### STATED PROBLEM
Retype the data between the line containing "Target: red object on wall" and the line containing "[[[178,86],[178,82],[172,81],[172,85]]]", inclusive, with no changes.

[Polygon annotations for photos]
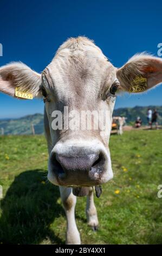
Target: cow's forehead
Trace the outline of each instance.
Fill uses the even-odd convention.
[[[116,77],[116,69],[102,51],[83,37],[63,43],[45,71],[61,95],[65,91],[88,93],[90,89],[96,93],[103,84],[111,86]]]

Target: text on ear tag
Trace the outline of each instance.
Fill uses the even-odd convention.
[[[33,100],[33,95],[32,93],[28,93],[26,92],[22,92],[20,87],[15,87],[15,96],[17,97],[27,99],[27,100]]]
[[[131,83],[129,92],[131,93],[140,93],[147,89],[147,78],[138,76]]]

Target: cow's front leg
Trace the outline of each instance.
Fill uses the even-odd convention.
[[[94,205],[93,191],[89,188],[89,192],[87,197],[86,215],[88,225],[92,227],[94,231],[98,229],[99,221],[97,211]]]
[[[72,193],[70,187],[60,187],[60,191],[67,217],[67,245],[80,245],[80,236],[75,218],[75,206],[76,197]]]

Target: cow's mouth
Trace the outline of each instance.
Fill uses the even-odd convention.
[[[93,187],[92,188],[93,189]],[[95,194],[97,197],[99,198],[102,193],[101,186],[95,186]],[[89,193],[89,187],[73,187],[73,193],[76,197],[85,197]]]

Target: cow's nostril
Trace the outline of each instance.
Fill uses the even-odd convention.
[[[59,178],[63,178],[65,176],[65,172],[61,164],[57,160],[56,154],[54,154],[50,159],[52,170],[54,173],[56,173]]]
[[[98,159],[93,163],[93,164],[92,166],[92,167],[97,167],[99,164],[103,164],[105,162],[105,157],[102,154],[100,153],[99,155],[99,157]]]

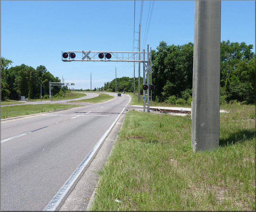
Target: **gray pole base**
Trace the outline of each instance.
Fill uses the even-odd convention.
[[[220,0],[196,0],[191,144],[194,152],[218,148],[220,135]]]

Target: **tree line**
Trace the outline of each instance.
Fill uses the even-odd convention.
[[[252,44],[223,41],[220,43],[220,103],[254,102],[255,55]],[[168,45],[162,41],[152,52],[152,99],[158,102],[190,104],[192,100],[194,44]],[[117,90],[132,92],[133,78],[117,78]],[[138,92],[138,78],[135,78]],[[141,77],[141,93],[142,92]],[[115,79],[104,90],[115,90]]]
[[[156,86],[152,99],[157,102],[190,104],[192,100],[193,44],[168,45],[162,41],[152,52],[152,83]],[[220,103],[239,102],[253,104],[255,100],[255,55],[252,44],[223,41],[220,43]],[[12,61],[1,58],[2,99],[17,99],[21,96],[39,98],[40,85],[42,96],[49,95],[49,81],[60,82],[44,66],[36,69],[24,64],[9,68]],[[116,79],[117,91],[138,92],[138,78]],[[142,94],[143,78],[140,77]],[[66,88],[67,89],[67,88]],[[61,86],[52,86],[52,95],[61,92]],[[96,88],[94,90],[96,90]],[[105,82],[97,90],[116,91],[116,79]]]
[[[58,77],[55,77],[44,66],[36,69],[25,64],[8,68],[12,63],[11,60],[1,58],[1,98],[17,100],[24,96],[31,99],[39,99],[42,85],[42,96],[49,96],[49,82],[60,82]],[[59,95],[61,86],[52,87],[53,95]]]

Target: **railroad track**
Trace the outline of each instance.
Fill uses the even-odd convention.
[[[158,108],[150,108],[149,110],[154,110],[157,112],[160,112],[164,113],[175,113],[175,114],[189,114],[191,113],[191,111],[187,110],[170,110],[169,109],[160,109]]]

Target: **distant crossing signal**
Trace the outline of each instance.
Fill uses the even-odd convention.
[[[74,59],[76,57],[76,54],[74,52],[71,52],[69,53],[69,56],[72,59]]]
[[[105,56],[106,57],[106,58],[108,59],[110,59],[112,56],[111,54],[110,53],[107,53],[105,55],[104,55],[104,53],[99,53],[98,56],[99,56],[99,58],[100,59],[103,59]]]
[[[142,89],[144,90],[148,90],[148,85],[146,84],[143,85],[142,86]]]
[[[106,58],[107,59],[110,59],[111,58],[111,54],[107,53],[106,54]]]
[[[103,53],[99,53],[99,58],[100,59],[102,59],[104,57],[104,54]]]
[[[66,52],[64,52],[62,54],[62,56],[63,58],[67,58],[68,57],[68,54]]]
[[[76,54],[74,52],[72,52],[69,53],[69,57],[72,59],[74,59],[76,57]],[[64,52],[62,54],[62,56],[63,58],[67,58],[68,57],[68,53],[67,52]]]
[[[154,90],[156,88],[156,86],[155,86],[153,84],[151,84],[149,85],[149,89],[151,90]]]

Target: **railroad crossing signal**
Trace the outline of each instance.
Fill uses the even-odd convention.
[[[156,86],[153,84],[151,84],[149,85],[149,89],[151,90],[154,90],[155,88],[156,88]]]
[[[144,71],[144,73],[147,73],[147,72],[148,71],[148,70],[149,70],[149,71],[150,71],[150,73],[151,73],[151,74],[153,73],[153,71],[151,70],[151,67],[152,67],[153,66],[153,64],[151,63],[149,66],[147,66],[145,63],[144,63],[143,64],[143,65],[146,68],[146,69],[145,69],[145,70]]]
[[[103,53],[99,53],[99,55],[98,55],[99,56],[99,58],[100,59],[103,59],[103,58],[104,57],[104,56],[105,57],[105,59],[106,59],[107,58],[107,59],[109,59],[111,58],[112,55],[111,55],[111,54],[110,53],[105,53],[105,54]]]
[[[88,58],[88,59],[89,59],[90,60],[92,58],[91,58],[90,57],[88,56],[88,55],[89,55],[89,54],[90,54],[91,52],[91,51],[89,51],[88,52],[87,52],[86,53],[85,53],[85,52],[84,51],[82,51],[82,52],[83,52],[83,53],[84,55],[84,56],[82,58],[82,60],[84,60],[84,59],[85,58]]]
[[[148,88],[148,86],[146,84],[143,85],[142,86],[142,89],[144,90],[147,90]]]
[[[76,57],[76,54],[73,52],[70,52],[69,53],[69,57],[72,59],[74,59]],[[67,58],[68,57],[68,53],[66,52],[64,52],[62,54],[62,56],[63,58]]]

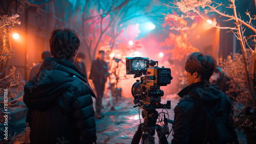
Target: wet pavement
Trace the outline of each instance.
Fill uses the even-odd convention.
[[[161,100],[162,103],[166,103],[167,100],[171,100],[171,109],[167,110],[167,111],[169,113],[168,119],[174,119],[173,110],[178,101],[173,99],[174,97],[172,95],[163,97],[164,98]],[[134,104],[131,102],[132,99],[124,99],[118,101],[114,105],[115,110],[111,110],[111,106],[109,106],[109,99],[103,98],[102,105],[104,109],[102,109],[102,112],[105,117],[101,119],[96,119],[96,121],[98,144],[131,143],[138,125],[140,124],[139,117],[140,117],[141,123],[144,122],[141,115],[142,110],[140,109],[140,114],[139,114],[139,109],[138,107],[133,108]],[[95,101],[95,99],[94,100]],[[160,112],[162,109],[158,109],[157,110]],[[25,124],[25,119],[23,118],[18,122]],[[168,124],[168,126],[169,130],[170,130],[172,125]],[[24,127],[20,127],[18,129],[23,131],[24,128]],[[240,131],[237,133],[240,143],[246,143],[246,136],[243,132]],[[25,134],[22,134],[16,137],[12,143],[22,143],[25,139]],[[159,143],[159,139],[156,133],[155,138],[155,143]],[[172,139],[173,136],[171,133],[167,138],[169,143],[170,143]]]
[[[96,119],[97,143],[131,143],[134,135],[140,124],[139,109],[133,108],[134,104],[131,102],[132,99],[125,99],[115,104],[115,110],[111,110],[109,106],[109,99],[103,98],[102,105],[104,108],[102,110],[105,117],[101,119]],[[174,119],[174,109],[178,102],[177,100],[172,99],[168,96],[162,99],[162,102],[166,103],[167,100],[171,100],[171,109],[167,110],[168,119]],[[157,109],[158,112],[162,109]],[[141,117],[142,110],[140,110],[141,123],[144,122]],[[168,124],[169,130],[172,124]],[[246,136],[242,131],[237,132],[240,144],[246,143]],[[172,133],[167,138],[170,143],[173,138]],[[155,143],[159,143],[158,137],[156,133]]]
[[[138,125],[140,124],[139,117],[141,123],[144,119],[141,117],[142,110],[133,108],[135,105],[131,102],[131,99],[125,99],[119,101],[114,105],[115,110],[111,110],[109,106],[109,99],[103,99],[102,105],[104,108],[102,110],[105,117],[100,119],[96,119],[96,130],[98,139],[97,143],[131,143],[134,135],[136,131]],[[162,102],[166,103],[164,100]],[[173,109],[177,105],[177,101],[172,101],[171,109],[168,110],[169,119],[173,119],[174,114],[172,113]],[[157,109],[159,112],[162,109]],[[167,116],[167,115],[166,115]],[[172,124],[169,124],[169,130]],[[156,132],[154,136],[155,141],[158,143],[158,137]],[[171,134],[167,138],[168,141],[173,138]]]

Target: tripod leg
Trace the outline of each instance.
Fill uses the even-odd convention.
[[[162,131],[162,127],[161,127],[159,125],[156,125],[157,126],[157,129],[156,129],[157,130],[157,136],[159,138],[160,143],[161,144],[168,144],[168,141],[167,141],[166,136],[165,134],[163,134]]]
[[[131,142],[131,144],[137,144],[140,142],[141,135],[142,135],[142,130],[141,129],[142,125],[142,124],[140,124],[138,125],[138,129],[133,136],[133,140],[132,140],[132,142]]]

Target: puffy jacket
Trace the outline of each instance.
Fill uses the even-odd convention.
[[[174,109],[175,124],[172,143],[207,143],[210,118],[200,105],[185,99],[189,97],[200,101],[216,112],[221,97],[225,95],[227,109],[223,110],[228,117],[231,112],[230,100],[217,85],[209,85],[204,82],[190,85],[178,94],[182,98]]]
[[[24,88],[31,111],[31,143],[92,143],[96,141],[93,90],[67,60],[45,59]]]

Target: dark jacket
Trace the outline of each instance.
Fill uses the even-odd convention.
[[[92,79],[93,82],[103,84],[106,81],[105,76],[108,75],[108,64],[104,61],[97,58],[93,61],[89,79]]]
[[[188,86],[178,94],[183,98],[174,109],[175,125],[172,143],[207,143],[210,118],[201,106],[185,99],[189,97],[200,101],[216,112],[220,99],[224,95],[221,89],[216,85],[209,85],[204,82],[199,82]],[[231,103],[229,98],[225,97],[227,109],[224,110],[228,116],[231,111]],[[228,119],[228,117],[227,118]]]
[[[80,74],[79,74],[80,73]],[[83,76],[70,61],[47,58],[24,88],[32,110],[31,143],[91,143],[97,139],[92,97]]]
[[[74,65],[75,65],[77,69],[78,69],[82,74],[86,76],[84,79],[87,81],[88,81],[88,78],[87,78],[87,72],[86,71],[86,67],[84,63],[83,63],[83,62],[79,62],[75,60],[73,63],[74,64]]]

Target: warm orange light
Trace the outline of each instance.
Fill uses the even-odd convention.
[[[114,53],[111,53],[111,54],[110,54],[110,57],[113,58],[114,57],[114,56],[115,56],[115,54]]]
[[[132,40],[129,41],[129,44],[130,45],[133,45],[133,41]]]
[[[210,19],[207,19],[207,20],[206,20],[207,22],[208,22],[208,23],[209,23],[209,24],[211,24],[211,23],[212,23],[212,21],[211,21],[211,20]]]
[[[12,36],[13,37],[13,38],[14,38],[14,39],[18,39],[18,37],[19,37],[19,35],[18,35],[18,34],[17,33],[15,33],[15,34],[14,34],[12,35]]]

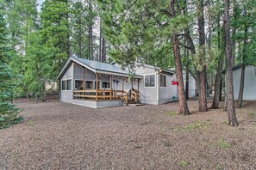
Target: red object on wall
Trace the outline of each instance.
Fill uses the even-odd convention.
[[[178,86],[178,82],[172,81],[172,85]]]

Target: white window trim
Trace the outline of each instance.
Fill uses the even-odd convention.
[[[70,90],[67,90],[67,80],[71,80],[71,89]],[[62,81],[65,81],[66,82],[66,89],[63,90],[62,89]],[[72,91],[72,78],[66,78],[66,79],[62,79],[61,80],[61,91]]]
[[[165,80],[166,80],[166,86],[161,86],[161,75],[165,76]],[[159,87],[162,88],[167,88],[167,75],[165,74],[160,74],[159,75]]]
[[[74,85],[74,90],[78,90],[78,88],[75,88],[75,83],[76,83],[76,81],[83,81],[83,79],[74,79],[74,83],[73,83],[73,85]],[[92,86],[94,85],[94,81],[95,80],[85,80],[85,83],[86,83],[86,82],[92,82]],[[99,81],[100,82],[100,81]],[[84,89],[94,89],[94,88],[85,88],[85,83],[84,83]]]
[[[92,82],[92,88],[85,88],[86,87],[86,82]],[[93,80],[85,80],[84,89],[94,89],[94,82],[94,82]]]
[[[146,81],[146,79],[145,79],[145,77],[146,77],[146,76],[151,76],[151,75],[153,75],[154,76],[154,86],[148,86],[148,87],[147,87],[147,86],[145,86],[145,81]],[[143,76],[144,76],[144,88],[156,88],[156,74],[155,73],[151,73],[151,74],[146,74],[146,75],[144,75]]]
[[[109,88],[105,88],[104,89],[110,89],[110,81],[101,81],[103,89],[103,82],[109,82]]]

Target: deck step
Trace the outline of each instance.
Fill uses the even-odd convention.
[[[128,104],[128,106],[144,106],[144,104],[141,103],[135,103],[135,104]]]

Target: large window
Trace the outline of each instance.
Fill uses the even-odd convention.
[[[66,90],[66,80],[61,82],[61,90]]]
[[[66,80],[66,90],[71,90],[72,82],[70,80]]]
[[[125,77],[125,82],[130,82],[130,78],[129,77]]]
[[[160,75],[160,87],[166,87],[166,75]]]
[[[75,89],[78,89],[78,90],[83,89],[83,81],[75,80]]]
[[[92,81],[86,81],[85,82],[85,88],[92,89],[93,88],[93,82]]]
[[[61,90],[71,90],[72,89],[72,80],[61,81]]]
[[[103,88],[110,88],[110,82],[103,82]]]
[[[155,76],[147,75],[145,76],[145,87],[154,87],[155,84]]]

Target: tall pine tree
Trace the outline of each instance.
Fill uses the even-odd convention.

### TASK RESPONSE
Target: red object on wall
Trace the outline of each instance.
Fill uses the even-odd convention.
[[[178,86],[178,82],[172,81],[172,85]]]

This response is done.